» Excerpt:

The Community Tab is fantastic because you can be posting older content and get new viewers to it again. You’ve got to remember, subscribers are coming in all the time and some of them might not have seen your older content. You can do your own Throwback Thursdays again. Bring the throwback to YouTube and you can really engage people that way. What's been fun is I've seen a lot of amazing creators out there, large creators who are sharing some of their audience's own content. I've been able to see that and that's fantastic. I think that's showing the community coming together and helping each other out. One thing about the Community Tab, is that you can share your content alongside the YouTube notification system too.

Liron Segev: It's a 24 hour world that we're living in. Maybe I address my morning community when I upload the video, but then when the rest of the world is waking up, it's a good time to push another one of these things out, getting some more eyeballs on the same video, or people are at work. They forgot about it, but maybe they get one in the evening and now they might click on it and watch that video. The one thing you did mention is being able to share other people's videos. Is that not a bad strategy because you're basically taking people away from your channel to another creator?

Anthony Ambriz: I think it's just showing that you are a part of the community, that you are a creator along with your other friends who are creators. I think it's just a great way to highlight other people. That always helps you. When you're helping other people it tends to help you. Not to be selfish, but it's just what happens. It's the side effect, right? The next tip that I want to share, and this is a very old school one, but I think it's now long forgotten because everyone is so busy learning about optimization and all this other stuff. It’s actually using communities like other websites, other blogs.

Maybe if you have your own blog, or use Medium, which is a great blogging platform, or Quora, which is more of a community that people are asking questions on. Then there’s Reddit, and its thousands of Subreddits. There's a world out there that are talking about certain topics that you're creating videos on. They're just writing about it or doing pictures or taking pictures about these topics. But you as a video content creator, you have video to show them and that's going to blow their minds, right?

There's a great community out there to then be able to publish your own articles with your videos embedded or to reach out to those blogs or those subreddits or those communities and say, "Can I offer you my content so you can write about it and feature it and have more rich content on your blog besides just texts, posts and pictures?"

Liron Segev: Oh, okay. This is a whole other can of worms here. Even though you're a YouTube content creator, that is your center of your universe, you're saying let's look beyond that. Let's look at the Google searches. Let's look where people are hanging out, and they're hanging out on blogs. They're handing out on podcasts. They're hanging out in other forums. In the olden days, we used to call them forums. I'm not sure what they call them these days, but people are kind of hanging out there as well, in which case you should be tapping into those communities and just drawing attention back to you.

Anthony Ambriz: Yeah, definitely. The thing is you can benefit from those communities as well because they have to produce daily content because of how Google's algorithm works for them.

With YouTube, we don't have to worry about that so much anymore. But yeah, I think you can get some information from those communities and be like, "Oh, they talked about this topic in this way. I've never seen it presented that way. Let me make a video with that concept as well." I think this is also a great way to collab. Let's say you have a writer or an author of that blog post. You can create a video around that post saying where you got the idea from, giving them credit, and then you go back to them and say "Hey, I made a video about your article. Would you want to share that along with your article or highlight it in some way?"

» Record excerpts:
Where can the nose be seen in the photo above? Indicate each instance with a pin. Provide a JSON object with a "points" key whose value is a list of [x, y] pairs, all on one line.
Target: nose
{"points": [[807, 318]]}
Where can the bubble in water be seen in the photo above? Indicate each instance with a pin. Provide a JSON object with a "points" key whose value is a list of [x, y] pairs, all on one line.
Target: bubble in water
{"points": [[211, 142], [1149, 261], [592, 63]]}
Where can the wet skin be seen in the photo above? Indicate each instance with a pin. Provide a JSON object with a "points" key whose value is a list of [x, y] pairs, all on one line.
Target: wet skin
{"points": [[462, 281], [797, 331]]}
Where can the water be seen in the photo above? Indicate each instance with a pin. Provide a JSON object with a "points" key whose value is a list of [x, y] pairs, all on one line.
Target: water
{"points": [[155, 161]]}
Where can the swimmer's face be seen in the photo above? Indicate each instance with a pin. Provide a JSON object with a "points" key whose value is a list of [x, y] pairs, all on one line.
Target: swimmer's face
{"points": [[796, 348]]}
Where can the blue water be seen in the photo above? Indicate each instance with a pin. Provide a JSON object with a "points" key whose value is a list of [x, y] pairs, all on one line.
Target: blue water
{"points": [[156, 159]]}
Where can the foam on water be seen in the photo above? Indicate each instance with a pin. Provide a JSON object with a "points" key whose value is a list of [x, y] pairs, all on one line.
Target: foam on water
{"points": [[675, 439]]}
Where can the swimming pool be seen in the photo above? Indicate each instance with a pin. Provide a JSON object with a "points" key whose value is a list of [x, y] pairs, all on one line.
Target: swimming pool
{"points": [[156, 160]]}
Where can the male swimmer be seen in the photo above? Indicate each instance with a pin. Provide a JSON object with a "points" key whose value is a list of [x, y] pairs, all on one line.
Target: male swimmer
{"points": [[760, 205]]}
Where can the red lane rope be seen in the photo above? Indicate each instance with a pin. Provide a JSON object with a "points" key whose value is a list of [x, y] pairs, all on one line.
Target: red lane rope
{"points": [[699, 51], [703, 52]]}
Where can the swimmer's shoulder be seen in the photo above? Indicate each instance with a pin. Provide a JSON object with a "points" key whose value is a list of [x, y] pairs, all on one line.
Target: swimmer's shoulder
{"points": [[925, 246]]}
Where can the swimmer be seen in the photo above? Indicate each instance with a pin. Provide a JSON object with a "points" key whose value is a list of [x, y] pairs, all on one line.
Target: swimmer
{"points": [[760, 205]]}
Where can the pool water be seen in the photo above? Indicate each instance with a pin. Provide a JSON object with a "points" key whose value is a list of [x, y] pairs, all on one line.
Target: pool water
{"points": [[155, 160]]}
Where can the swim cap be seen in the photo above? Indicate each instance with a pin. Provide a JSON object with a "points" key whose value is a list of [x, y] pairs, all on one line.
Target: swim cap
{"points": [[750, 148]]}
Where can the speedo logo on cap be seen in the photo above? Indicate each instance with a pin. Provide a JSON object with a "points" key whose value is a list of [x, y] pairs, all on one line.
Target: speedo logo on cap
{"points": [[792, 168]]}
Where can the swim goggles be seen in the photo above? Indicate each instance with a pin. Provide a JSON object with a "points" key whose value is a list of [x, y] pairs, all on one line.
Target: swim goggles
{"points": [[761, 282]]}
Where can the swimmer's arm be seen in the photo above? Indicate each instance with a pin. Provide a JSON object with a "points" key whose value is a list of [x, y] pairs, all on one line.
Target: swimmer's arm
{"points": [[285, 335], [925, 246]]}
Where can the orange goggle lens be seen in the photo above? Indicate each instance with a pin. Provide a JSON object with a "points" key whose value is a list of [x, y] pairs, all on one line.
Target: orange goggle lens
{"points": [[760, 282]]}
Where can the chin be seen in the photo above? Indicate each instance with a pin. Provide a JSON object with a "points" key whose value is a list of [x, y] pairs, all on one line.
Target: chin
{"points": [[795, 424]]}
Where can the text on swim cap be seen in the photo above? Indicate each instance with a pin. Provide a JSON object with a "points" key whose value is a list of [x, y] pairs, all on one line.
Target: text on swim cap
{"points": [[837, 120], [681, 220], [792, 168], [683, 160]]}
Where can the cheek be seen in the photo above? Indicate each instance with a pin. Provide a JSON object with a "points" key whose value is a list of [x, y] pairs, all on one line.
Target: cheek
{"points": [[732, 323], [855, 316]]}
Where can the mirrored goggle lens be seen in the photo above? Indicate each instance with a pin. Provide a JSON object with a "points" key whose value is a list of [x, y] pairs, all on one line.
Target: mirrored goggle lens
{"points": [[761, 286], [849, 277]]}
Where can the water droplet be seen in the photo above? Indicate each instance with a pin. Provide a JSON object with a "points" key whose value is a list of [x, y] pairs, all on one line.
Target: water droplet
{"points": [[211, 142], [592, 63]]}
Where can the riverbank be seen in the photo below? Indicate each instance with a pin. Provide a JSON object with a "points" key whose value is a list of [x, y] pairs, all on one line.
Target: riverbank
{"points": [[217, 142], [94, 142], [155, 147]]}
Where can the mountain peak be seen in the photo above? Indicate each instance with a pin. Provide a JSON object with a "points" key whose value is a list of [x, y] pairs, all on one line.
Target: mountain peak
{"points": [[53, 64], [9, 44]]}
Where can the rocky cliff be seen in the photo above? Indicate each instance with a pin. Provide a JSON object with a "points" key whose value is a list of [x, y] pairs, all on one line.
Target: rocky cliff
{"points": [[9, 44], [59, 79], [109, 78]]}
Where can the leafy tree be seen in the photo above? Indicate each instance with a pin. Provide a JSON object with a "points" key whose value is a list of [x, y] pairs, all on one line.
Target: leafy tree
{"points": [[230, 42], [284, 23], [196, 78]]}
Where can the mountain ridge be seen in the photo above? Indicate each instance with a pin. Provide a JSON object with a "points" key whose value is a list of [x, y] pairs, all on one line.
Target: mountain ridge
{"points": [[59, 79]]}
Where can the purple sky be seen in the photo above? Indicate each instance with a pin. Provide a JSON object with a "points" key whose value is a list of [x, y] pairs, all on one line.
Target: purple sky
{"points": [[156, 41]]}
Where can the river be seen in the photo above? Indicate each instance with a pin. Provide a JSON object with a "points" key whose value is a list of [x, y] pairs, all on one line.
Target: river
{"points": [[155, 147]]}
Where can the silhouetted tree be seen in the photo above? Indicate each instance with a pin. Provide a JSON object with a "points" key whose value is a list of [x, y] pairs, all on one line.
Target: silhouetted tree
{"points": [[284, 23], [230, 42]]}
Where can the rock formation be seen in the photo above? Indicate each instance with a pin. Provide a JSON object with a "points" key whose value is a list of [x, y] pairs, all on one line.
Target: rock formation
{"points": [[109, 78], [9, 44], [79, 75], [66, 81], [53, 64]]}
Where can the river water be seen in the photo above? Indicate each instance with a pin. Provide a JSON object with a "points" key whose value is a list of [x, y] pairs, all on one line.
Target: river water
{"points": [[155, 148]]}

» To be done:
(a) Name each platform that the interview excerpt mentions by name in the paragraph beginning "Maybe if you have your own blog".
(b) Select and copy every line of the entries that includes the string "text".

» The results:
(a) Medium, Quora, Reddit

(b)
Where can the text on swim cap be seen in the photo above? Indicate each instance with a pin. Provide a JSON object with a "points" key whose value is a list of [x, y] pairs, all on one line.
Target: text on swim cap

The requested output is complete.